[[ Input records, beginning ]]
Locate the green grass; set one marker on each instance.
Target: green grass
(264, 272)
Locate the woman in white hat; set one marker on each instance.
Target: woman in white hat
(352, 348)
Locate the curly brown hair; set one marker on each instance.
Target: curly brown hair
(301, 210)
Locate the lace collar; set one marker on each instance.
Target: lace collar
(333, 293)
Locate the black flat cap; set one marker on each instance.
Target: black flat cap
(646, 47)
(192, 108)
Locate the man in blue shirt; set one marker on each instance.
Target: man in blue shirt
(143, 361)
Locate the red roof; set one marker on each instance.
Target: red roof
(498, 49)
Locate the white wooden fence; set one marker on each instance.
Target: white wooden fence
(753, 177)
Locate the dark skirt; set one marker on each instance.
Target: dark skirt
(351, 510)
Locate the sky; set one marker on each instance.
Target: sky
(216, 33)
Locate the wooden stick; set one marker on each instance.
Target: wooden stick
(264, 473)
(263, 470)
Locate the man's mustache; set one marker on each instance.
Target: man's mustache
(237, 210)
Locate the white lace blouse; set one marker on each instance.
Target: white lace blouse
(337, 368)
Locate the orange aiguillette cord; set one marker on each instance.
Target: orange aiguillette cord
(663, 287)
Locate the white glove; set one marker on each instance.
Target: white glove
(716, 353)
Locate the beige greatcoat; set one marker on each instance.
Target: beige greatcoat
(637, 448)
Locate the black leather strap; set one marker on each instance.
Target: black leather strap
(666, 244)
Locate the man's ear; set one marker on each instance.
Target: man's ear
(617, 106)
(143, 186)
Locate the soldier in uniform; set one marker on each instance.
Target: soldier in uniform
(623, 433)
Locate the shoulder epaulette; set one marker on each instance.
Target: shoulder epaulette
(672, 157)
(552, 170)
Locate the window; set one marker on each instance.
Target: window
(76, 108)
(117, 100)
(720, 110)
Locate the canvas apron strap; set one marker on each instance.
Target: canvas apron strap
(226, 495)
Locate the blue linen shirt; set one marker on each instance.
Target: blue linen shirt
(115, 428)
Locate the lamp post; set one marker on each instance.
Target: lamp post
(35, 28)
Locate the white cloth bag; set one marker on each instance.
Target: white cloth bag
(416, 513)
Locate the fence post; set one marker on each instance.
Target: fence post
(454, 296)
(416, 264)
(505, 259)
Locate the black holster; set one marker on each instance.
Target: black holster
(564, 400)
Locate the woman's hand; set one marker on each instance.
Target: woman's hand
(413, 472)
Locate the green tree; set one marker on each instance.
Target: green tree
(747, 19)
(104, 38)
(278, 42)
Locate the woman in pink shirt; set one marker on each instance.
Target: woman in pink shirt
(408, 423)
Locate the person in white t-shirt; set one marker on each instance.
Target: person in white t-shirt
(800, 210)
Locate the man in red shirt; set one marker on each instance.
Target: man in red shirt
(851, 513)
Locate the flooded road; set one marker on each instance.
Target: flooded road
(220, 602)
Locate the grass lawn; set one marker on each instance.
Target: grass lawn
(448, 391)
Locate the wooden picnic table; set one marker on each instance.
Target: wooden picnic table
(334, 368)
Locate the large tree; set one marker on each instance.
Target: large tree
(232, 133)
[[ Input records, end ]]
- _What to produce_
Reproduce the whole of the material exactly as shown.

- _Solution for this task_
Locate the green grass; set one marker on each instance.
Target: green grass
(264, 272)
Locate the woman in white hat; set one marker on each instance.
Target: woman in white hat
(352, 348)
Locate the curly brown hair; set one marker on each instance.
Target: curly brown hair
(301, 210)
Locate the lace collar; set one marker on each instance.
Target: lace collar
(333, 293)
Locate the black flat cap; set one marker on each instance.
Target: black flat cap
(646, 47)
(192, 108)
Locate the man in blue shirt; set one marker on each instance.
Target: man in blue shirt
(143, 361)
Locate the red roof; set one marker on each instance.
Target: red roof
(498, 49)
Locate the white wooden fence; set one marker on each instance.
Target: white wooden fence
(753, 177)
Locate the dark skirt; set one marker on each instance.
Target: dark skirt
(351, 510)
Locate the sky; set one marker on each instance.
Target: sky
(216, 33)
Locate the wooden stick; set one marker on each instance.
Target: wooden stick
(264, 473)
(263, 470)
Locate the man's mustache; set one marker on each instance.
Target: man's mustache
(237, 210)
Locate the white lace blouse; set one marker on each instance.
Target: white lace blouse
(337, 368)
Locate the orange aiguillette cord; set one marker on each instance.
Target: orange aiguillette cord
(663, 287)
Locate the white glove; set one marker on each instance.
Target: white glove
(716, 353)
Locate the beige greatcoat; set one marker on each instance.
Target: beige greatcoat
(637, 448)
Locate the black leather strap; set one marker on each instance.
Target: black leather strap
(666, 244)
Locate the man's ear; set one marker on each instance.
Target: man's ear
(617, 106)
(143, 186)
Locate the soldier in uniform; set one marker on each instance.
Target: soldier in uniform
(623, 433)
Locate the shoulder epaulette; set one marker on each instance.
Target: shoulder epaulette
(672, 157)
(552, 170)
Locate the window; set one marker on each instance.
Target: window
(76, 108)
(117, 100)
(720, 110)
Locate the canvas apron strap; set one marker on each instance.
Target: canvas apron strap
(226, 495)
Locate the blue linen shirt; set one marker on each instance.
Target: blue linen shirt
(115, 428)
Locate the lamp post; set one marker on each instance.
Target: lamp post
(35, 28)
Locate the white cloth bag; set one marker on each instance.
Target: white cloth bag
(416, 513)
Locate the fence post; set one marker on each instance.
Target: fence post
(454, 296)
(416, 264)
(505, 259)
Locate the black holster; set one marker on each instance.
Target: black holster
(564, 400)
Locate the woman's hand; set one marker on each instance.
Target: woman's hand
(413, 472)
Locate the green tree; set one marker on each instance.
Target: green tree
(747, 19)
(104, 38)
(278, 42)
Locate the woman in pink shirt; set one marker on each instance.
Target: woman in pink shirt
(408, 423)
Locate the person in white t-shirt; set one marker on each instance.
Target: person in white t-shirt
(800, 210)
Locate the man in red shirt; set one marker on each instance.
Target: man in red shirt
(851, 513)
Locate the flooded road; set one marker on each instance.
Target: flooded road
(220, 602)
Locate the grass lawn; set one marker on each instance.
Target: grass lawn
(448, 391)
Locate the wooden picnic table; set one marker on each instance.
Target: wooden picnic table
(334, 368)
Locate the large tree; set one marker on each instance.
Target: large tree
(232, 133)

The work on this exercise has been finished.